=== Passage shown ===
In this investigation, we compared the predictive ability of GW-PRS for prostate cancer to the multi-ancestry PRS269 of established prostate cancer risk variants. GW-PRS models were trained using summary statistics from the studies used to construct the multi-ancestry PRS269, which included 107,247 cases and 127,006 controls from European (85,554 cases and 91,972 controls), African (10,368 cases and 10,986 controls), East Asian (8,611 cases and 18,809 controls), and Hispanic (2,714 cases and 5,239 controls) populations3. Three recent GW-PRS approaches were evaluated: LDpred210, PRS-CSx11, and EB-PRS12, using the 1.1 million HapMap3 panel variants13 recommended by these approaches, which included 44 of the 269 variants, with all other autosomal prostate cancer risk variants being within 800 kb and correlated with a median r=0.99 (ranging from 0.31–1.00 in any given population) of at least one of the 1.1 million HapMap3 variants (Supplemental Methods and Tables S1S2). For comparison, each model was trained using previously estimated multi-ancestry weights and population-specific weights from the GWAS summary statistics3. GW-PRS models were tested in African ancestry men from the California/Uganda Study (CA/UG Study; 1,586 cases and 1,047 controls) and European ancestry men from the UK Biobank (8,046 cases and 191,825 controls; Supplemental Methods). Additional validation was performed in 6,353 cases and 53,362 controls of African ancestry and 13,643 cases and 210,214 controls of European ancestry from the Million Veteran Program14 (MVP; Supplemental Methods).

In the CA/UG and UK Biobank testing datasets, the best performing GW-PRS approach was PRS-CSx with multi-ancestry weights, with an area under the curve (AUC) of 0.656 (95% CI=0.635–0.677) in African and 0.844 (95% CI=0.840–0.848) in European ancestry men (Supplemental Methods, Figure 1, and Table S3). Each SD unit increase in PRS was associated with 1.83-fold higher odds of prostate cancer (95% CI=1.67–2.00) in men of African ancestry and 2.19-fold higher odds of prostate cancer (95% CI=2.14–2.25) in men of European ancestry (Supplemental Methods, Figure 1, and Table S4). However, compared to PRS-CSx, the PRS269 had higher or nearly identical AUCs in both African (0.679, 95% CI=0.659–0.700) and European (0.845, 95% CI=0.841–0.849) ancestry men, and the PRS269 was associated with 2.05-fold higher odds (95% CI=1.87–2.26) and 2.21-fold higher odds (95% CI=2.16–2.26) of prostate cancer in African and European ancestry men, respectively (Figure 1, Table S3, and Table S4). Findings were consistent when investigating extreme PRS distributions, with similar prostate cancer OR observed for the PRS269 and the best performing GW-PRS (PRS-CSx) when comparing African and European ancestry men in the highest PRS decile (90–100%) to those in the average 40–60% PRS category (Supplemental Methods, Figure S1, and Table S5).
=== Supplied entries ===
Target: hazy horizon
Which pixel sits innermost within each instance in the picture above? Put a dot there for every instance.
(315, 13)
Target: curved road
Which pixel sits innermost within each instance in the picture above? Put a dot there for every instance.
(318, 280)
===
=== Supplied entries ===
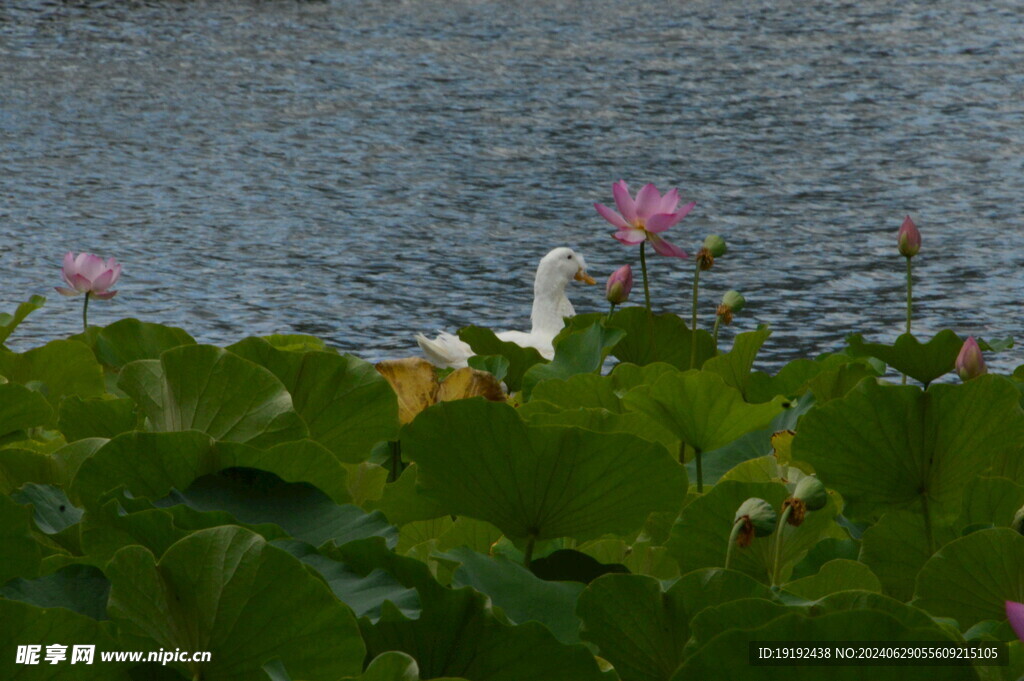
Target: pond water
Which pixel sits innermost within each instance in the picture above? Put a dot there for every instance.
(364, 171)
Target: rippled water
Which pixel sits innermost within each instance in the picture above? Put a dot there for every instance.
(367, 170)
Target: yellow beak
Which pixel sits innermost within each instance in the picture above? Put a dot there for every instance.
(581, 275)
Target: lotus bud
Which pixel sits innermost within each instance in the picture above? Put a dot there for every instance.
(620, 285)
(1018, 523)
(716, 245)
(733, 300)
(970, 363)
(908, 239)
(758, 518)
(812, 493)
===
=== Supplied entries ===
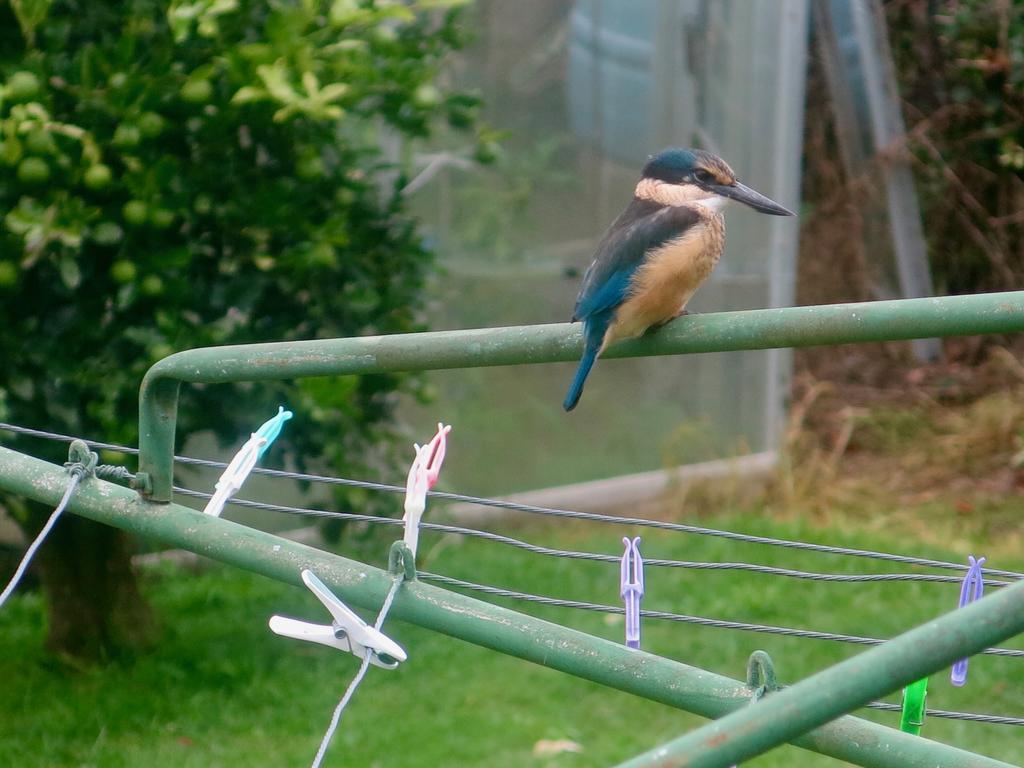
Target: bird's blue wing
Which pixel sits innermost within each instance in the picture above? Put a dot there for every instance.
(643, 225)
===
### Task set
(a) In the passage on prostate cancer risk scores, which GW-PRS approach performed best in the CA/UG and UK Biobank testing datasets?
(b) Summarize the passage on prostate cancer risk scores in two sentences.

### Answers given
(a) PRS-CSx with multi-ancestry weights performed best.

(b) The study compared three genome-wide PRS approaches (LDpred2, PRS-CSx, and EB-PRS), trained on multi-ancestry GWAS summary statistics, with the multi-ancestry PRS269 of established prostate cancer risk variants, testing them in African ancestry men from the CA/UG Study and European ancestry men from the UK Biobank, with further validation in the Million Veteran Program. The best GW-PRS, PRS-CSx with multi-ancestry weights, reached AUCs of 0.656 in African and 0.844 in European ancestry men, but the PRS269 had higher or nearly identical AUCs (0.679 and 0.845) and similar or stronger odds ratios, including at the extremes of the PRS distribution.